* **Given problem**:
Convert the data below into a JSON list of strings, starting at its first line and going on through the line that contains "[0,0,450,174]". Give one string per line and leave out blank lines.

* * * * * * * * *

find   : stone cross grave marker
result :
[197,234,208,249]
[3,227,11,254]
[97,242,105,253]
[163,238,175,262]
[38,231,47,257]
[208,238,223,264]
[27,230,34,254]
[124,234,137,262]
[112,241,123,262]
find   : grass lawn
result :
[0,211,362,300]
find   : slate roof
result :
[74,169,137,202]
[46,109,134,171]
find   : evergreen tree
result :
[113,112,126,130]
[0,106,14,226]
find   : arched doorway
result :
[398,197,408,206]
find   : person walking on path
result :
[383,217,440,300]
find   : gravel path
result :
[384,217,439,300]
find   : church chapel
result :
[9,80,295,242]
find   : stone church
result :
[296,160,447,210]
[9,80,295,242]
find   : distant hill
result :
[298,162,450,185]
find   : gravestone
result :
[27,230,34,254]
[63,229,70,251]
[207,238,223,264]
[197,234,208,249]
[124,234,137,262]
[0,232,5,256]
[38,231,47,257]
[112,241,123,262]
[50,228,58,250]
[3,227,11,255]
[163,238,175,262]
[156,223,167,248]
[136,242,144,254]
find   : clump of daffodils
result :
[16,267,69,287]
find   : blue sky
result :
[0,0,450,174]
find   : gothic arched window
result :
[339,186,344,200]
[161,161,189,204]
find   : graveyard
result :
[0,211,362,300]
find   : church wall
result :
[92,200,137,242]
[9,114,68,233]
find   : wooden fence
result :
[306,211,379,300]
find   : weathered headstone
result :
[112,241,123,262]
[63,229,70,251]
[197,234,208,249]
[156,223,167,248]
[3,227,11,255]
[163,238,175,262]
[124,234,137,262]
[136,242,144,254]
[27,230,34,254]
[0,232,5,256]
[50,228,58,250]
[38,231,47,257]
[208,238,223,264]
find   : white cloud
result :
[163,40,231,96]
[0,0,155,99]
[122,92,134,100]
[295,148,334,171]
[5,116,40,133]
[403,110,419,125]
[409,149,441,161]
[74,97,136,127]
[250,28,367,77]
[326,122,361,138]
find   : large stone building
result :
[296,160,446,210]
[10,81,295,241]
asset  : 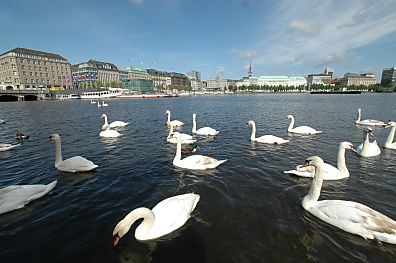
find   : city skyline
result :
[0,0,396,82]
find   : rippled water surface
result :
[0,94,396,262]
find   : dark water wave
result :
[0,94,396,262]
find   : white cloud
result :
[129,0,143,5]
[255,0,396,69]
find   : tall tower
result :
[248,60,253,78]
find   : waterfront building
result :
[307,73,332,89]
[381,67,396,86]
[186,70,201,81]
[125,66,152,80]
[338,72,376,86]
[147,69,172,90]
[205,79,228,92]
[169,72,191,87]
[72,59,120,88]
[236,76,307,87]
[0,48,72,90]
[190,80,205,91]
[122,79,154,93]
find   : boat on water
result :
[117,93,179,99]
[80,88,123,99]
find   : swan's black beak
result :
[113,234,121,247]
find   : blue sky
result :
[0,0,396,81]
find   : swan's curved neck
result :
[287,118,294,131]
[173,136,181,162]
[337,145,349,174]
[120,207,155,240]
[385,126,396,144]
[168,125,173,139]
[55,139,63,164]
[250,123,256,141]
[192,116,197,133]
[103,114,109,124]
[166,111,170,123]
[302,165,323,209]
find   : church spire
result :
[248,60,253,78]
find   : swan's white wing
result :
[284,163,343,180]
[0,180,57,214]
[151,194,200,235]
[110,121,129,128]
[308,200,396,244]
[256,135,289,144]
[168,120,184,127]
[291,126,322,134]
[357,119,386,126]
[99,129,121,138]
[56,156,98,173]
[195,127,219,136]
[180,133,193,141]
[0,143,21,152]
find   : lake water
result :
[0,94,396,262]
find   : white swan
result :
[355,108,386,126]
[192,113,220,136]
[246,120,289,144]
[165,110,184,127]
[284,142,355,180]
[166,124,197,144]
[384,121,396,149]
[0,180,57,214]
[99,124,122,138]
[113,193,200,246]
[287,115,322,135]
[173,132,227,170]
[101,113,129,129]
[301,156,396,244]
[50,133,98,173]
[0,143,21,152]
[356,128,381,157]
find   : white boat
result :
[80,88,122,99]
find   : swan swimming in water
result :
[101,113,129,129]
[166,124,197,144]
[301,156,396,244]
[246,120,289,144]
[356,128,381,157]
[284,142,355,180]
[355,108,386,126]
[15,130,29,140]
[384,121,396,149]
[287,115,322,135]
[0,180,57,214]
[0,143,21,152]
[49,133,98,173]
[192,113,219,136]
[165,110,184,127]
[173,132,227,170]
[99,124,122,138]
[113,193,200,246]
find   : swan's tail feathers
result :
[46,180,58,193]
[213,159,227,168]
[283,170,313,178]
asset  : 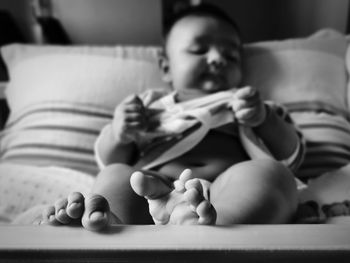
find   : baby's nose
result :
[207,49,227,67]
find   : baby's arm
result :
[232,87,300,160]
[95,95,146,166]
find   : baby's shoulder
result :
[139,89,170,106]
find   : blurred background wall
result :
[0,0,349,45]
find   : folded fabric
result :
[95,90,303,174]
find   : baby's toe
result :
[179,169,193,184]
[184,188,204,212]
[41,206,60,225]
[55,198,72,224]
[196,200,216,225]
[66,192,84,219]
[81,195,110,231]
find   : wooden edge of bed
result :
[0,224,350,263]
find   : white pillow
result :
[0,45,168,174]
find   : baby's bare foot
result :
[184,178,216,225]
[130,169,216,224]
[42,192,120,231]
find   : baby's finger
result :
[124,103,145,113]
[234,86,258,99]
[124,112,146,123]
[123,94,142,103]
[235,108,256,121]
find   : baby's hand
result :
[231,86,266,127]
[112,94,147,144]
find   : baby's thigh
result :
[211,159,296,204]
[93,164,135,193]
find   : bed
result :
[0,1,350,262]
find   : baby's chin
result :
[200,81,233,94]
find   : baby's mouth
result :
[203,73,228,93]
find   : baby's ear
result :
[158,51,171,83]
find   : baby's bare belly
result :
[157,131,249,181]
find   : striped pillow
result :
[0,102,113,174]
[0,44,170,175]
[286,101,350,181]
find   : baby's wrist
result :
[255,103,271,127]
[110,123,134,145]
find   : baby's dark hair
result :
[163,3,241,46]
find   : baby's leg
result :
[130,170,216,224]
[210,159,297,225]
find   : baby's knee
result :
[98,163,134,178]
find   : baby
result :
[37,5,304,230]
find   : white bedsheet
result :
[0,163,94,223]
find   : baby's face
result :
[165,16,242,101]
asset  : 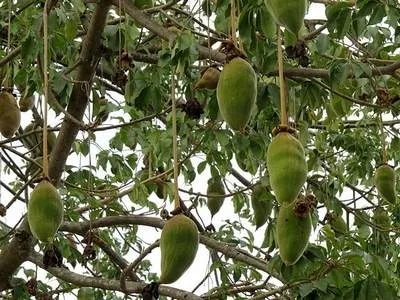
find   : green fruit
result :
[276,202,311,266]
[267,132,307,204]
[217,57,257,130]
[0,92,21,138]
[374,164,396,204]
[207,178,225,216]
[264,0,308,37]
[328,213,347,235]
[160,215,199,284]
[28,180,64,242]
[134,0,153,9]
[251,184,273,229]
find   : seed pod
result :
[194,67,220,90]
[19,95,35,112]
[326,213,347,235]
[217,57,257,130]
[207,178,225,216]
[160,215,199,284]
[264,0,308,37]
[251,184,273,229]
[276,202,311,266]
[374,164,397,204]
[0,92,21,138]
[28,180,64,243]
[267,132,307,204]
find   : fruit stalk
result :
[171,74,181,209]
[277,25,288,126]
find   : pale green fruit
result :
[160,215,199,284]
[217,57,257,130]
[267,132,307,204]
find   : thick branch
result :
[28,253,202,300]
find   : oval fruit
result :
[374,164,396,204]
[267,132,307,204]
[0,92,21,138]
[264,0,308,37]
[160,215,199,284]
[251,184,273,229]
[194,67,220,90]
[217,57,257,130]
[28,180,64,243]
[207,178,225,216]
[276,202,311,266]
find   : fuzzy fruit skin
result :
[374,165,397,204]
[251,184,273,229]
[160,215,199,284]
[207,178,225,216]
[267,132,307,204]
[217,57,257,130]
[28,180,64,242]
[264,0,307,37]
[0,92,21,138]
[276,203,311,266]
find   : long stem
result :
[171,74,181,209]
[43,0,49,178]
[278,25,288,126]
[379,114,387,163]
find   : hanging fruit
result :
[207,178,225,217]
[267,131,307,204]
[264,0,308,37]
[160,215,199,284]
[194,67,220,90]
[217,57,257,130]
[374,164,397,204]
[251,183,273,229]
[28,180,63,243]
[0,92,21,138]
[276,199,311,266]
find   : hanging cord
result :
[43,0,49,179]
[231,0,238,47]
[379,113,387,163]
[277,25,288,126]
[171,74,181,209]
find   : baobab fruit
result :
[217,57,257,130]
[0,92,21,138]
[326,213,347,235]
[251,183,272,229]
[19,95,35,112]
[264,0,308,37]
[28,180,64,243]
[276,201,311,266]
[374,164,396,204]
[134,0,153,9]
[160,215,199,284]
[207,178,225,216]
[194,67,220,90]
[267,131,307,204]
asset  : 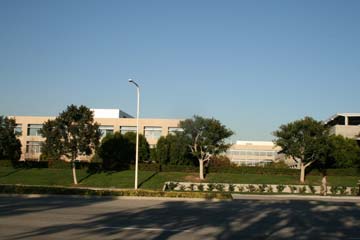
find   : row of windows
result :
[228,150,276,157]
[19,124,183,139]
[231,159,272,167]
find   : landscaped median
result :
[163,182,360,196]
[0,184,231,200]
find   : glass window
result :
[169,127,184,135]
[26,141,41,153]
[266,152,275,157]
[28,124,42,136]
[99,126,114,137]
[14,124,22,136]
[144,127,162,139]
[348,117,360,126]
[260,152,266,156]
[120,126,136,134]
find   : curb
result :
[231,194,360,202]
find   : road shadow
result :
[2,196,360,240]
[0,168,22,178]
[138,172,159,188]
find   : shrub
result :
[228,184,235,192]
[350,187,359,196]
[210,155,231,169]
[207,183,215,192]
[167,182,178,191]
[97,132,135,170]
[339,186,347,195]
[123,132,150,162]
[179,184,186,191]
[299,186,306,194]
[330,186,339,195]
[276,184,285,193]
[259,184,267,193]
[309,184,316,194]
[246,184,256,193]
[289,185,297,193]
[215,183,225,192]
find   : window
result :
[14,124,22,136]
[145,127,162,139]
[28,124,42,136]
[169,127,184,135]
[26,141,41,153]
[99,126,114,137]
[348,117,360,126]
[120,126,136,134]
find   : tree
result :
[97,132,135,170]
[156,136,169,164]
[156,133,194,165]
[124,132,150,162]
[40,121,63,161]
[179,115,233,179]
[274,117,328,183]
[0,116,21,161]
[41,105,101,184]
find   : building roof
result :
[236,141,274,146]
[324,113,360,124]
[91,108,133,118]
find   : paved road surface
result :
[0,195,360,240]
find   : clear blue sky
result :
[0,0,360,140]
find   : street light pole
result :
[129,79,140,190]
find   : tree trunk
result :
[300,162,305,183]
[199,160,204,179]
[321,174,327,196]
[71,160,77,185]
[300,161,314,183]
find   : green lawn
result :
[0,167,360,190]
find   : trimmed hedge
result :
[0,184,231,199]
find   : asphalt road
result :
[0,195,360,240]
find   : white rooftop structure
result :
[91,109,133,118]
[236,141,274,147]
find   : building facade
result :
[226,141,281,166]
[10,109,181,160]
[325,113,360,145]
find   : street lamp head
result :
[129,78,139,87]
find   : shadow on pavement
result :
[0,198,360,240]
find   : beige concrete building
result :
[325,113,360,144]
[226,141,281,166]
[11,109,181,160]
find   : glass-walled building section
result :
[27,124,42,136]
[99,126,114,137]
[25,141,41,160]
[120,126,136,134]
[144,127,162,140]
[8,109,180,161]
[168,127,184,135]
[14,124,22,136]
[226,141,279,166]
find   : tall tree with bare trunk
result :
[179,116,233,179]
[41,105,101,184]
[273,117,329,183]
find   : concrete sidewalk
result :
[231,194,360,203]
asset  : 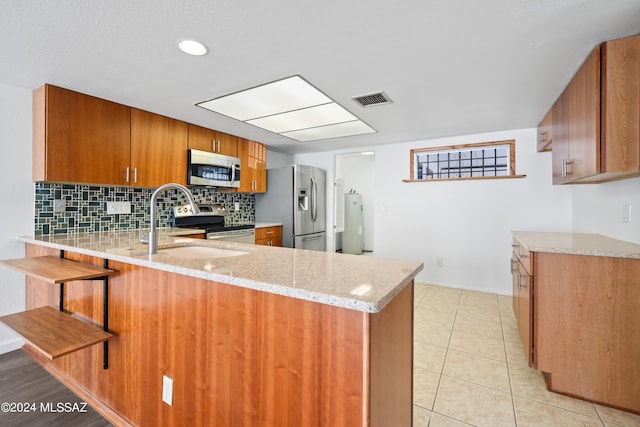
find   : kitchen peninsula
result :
[6,232,422,426]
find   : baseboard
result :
[0,323,24,354]
[22,345,133,427]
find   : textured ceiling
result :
[0,0,640,153]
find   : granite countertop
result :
[513,231,640,259]
[255,221,282,228]
[20,230,423,313]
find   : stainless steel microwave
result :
[187,150,240,188]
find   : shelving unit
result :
[0,251,117,369]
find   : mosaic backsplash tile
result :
[34,182,255,236]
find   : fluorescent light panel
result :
[247,102,358,133]
[197,76,375,141]
[281,120,375,142]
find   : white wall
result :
[267,149,293,169]
[573,178,640,244]
[0,83,34,354]
[295,129,572,295]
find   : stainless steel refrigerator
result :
[256,165,327,251]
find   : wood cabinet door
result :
[131,108,188,187]
[551,91,570,184]
[569,47,600,181]
[601,36,640,172]
[511,252,520,321]
[538,107,553,152]
[238,138,267,193]
[189,124,238,157]
[33,85,131,185]
[552,47,600,184]
[516,262,534,366]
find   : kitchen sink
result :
[158,246,249,259]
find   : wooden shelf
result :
[0,256,116,284]
[0,306,113,360]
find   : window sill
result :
[402,175,526,182]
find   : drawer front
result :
[256,226,282,240]
[256,236,282,246]
[511,237,533,275]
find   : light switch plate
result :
[622,203,632,222]
[53,199,67,212]
[107,202,131,215]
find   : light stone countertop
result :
[20,230,423,313]
[513,231,640,259]
[255,221,282,228]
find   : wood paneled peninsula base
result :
[512,232,640,414]
[8,233,422,426]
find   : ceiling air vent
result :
[351,92,393,107]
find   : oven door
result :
[207,228,256,244]
[187,150,240,188]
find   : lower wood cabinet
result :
[26,244,413,427]
[511,251,534,366]
[511,237,640,414]
[256,225,282,246]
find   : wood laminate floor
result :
[0,350,112,427]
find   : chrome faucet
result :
[149,183,200,255]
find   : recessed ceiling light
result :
[178,39,207,56]
[196,75,375,142]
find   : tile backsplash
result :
[34,182,255,236]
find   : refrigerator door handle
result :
[302,236,324,242]
[311,177,318,222]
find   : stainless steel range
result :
[171,204,256,243]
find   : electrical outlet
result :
[162,375,173,406]
[53,199,67,212]
[107,202,131,215]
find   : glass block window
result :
[411,140,515,181]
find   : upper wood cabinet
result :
[129,108,187,187]
[238,138,267,193]
[552,36,640,184]
[189,124,238,157]
[33,85,267,189]
[33,85,131,184]
[538,108,553,152]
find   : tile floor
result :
[413,284,640,427]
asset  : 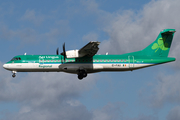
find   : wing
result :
[78,41,100,57]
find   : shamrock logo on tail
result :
[152,38,168,52]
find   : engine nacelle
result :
[66,50,84,58]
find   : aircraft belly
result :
[8,63,156,73]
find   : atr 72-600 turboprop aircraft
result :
[3,29,175,80]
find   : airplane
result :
[3,29,176,80]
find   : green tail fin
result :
[141,29,176,57]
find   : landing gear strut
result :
[12,73,16,78]
[78,70,87,80]
[12,71,17,78]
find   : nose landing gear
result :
[78,70,87,80]
[12,71,17,78]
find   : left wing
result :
[79,41,100,57]
[66,41,100,58]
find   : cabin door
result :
[128,56,134,68]
[39,58,44,65]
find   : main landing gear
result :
[12,71,17,78]
[78,70,87,80]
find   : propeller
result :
[56,48,59,55]
[61,43,66,61]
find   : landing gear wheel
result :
[78,75,83,80]
[78,70,87,80]
[82,72,87,77]
[12,74,16,78]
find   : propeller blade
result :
[61,43,66,62]
[56,48,59,55]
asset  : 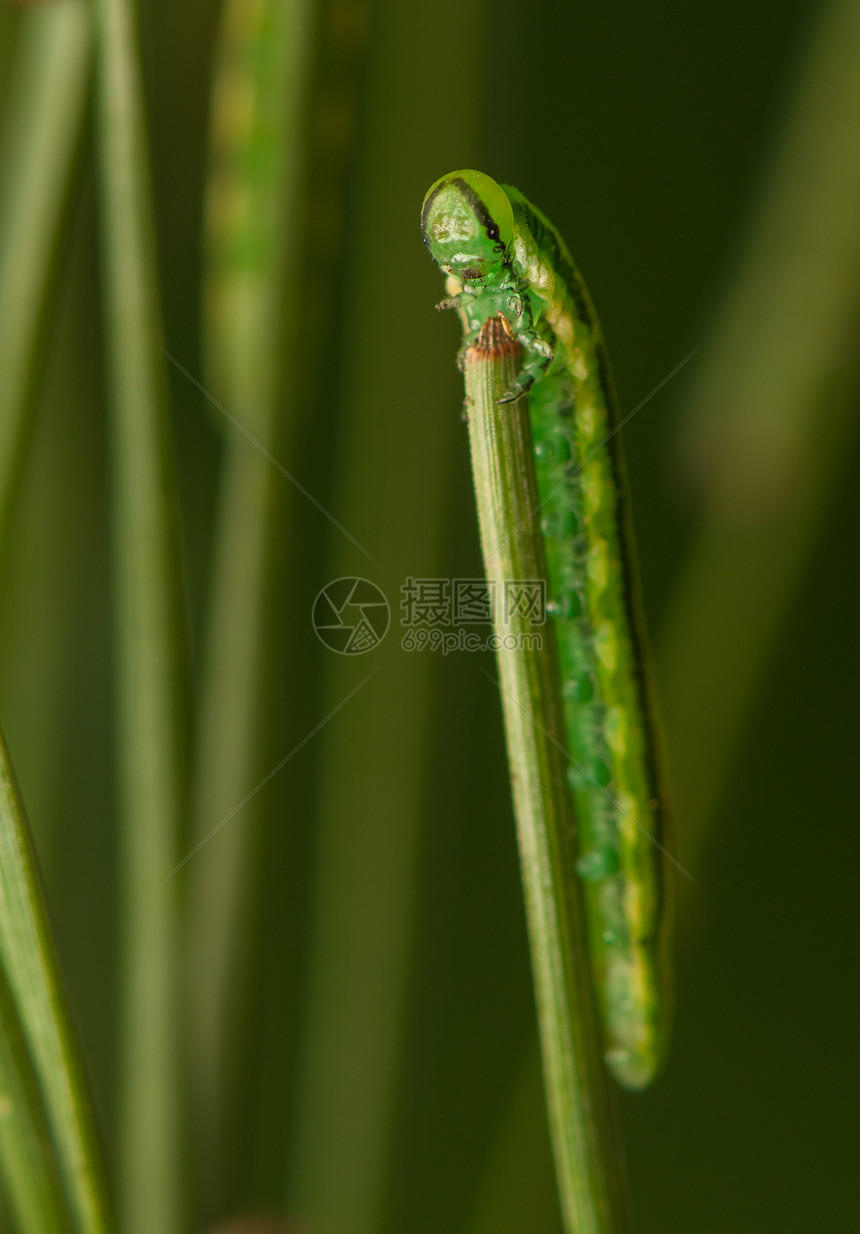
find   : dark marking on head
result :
[450,175,498,239]
[421,180,452,236]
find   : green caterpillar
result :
[421,172,666,1088]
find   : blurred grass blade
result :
[0,733,112,1234]
[465,1034,560,1234]
[96,0,181,1234]
[289,0,486,1234]
[659,0,860,844]
[0,0,91,540]
[0,970,73,1234]
[189,0,317,1190]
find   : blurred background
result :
[0,0,860,1234]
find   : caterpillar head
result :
[421,172,513,284]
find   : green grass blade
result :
[96,0,183,1234]
[465,320,628,1234]
[659,0,860,868]
[0,733,112,1234]
[0,0,91,540]
[0,971,73,1234]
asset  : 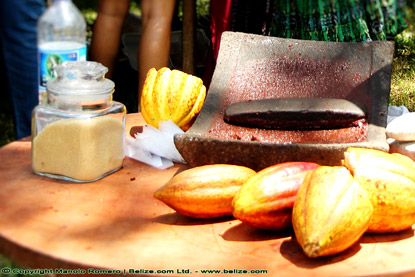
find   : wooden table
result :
[0,114,415,276]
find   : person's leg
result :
[91,0,130,78]
[137,0,176,99]
[0,0,45,139]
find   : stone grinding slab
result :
[224,97,366,130]
[175,32,394,170]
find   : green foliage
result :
[389,4,415,111]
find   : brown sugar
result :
[32,116,124,181]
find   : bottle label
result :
[39,45,86,88]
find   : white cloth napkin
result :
[126,120,186,169]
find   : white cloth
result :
[126,121,185,169]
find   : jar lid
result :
[46,61,114,101]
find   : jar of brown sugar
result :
[32,61,126,182]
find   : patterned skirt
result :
[230,0,407,42]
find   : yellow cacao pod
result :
[292,166,373,258]
[140,67,206,131]
[154,164,256,218]
[232,162,319,230]
[343,148,415,233]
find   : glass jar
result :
[32,61,126,182]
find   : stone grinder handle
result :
[224,97,366,130]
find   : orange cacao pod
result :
[232,162,319,230]
[292,166,373,258]
[154,164,256,218]
[343,148,415,233]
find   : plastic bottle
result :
[37,0,87,104]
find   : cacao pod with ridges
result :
[292,166,373,258]
[232,162,319,230]
[154,164,256,218]
[343,148,415,233]
[140,67,206,131]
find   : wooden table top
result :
[0,114,415,276]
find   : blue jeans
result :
[0,0,45,139]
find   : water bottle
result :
[37,0,86,104]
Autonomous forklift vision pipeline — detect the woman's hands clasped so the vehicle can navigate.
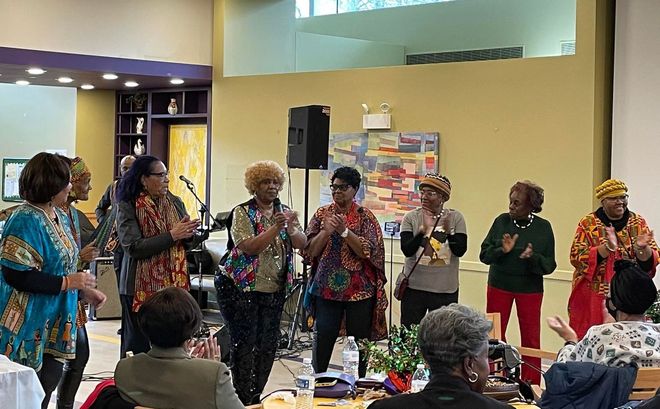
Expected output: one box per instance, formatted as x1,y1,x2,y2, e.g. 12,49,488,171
170,216,200,241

* * * * * * * * *

* **The response**:
[
  "find   : stone cross grave marker",
  "result :",
  "[197,234,208,249]",
  "[3,227,11,254]",
  "[97,242,105,253]",
  "[163,238,175,262]",
  "[38,231,47,257]",
  "[208,238,223,264]",
  "[27,230,34,254]",
  "[124,234,137,262]",
  "[112,241,123,262]",
  "find   : grass lawn",
  "result :",
  "[0,211,362,300]",
  "find   : slate roof",
  "result :",
  "[74,169,137,202]",
  "[46,109,134,171]",
  "find   : evergreen tree",
  "result :",
  "[113,112,126,130]",
  "[0,106,14,226]",
  "find   : arched doorway",
  "result :",
  "[398,197,408,206]",
  "find   : person walking on path",
  "result :",
  "[383,217,440,300]",
  "find   : gravel path",
  "result :",
  "[384,217,439,300]",
  "find   : church chapel",
  "result :",
  "[9,80,295,242]",
  "find   : stone church",
  "result :",
  "[296,160,447,210]",
  "[9,80,295,242]",
  "find   : distant hill",
  "result :",
  "[298,162,450,185]",
  "find   : gravestone",
  "result :",
  "[27,230,34,254]",
  "[63,229,70,251]",
  "[207,238,223,264]",
  "[197,234,208,249]",
  "[124,234,137,262]",
  "[0,232,5,256]",
  "[38,231,47,257]",
  "[112,241,123,262]",
  "[50,228,58,250]",
  "[3,227,11,255]",
  "[163,238,175,262]",
  "[156,223,167,248]",
  "[136,242,144,254]",
  "find   : clump of daffodils",
  "result :",
  "[16,267,69,287]",
  "find   : blue sky",
  "result :",
  "[0,0,450,174]"
]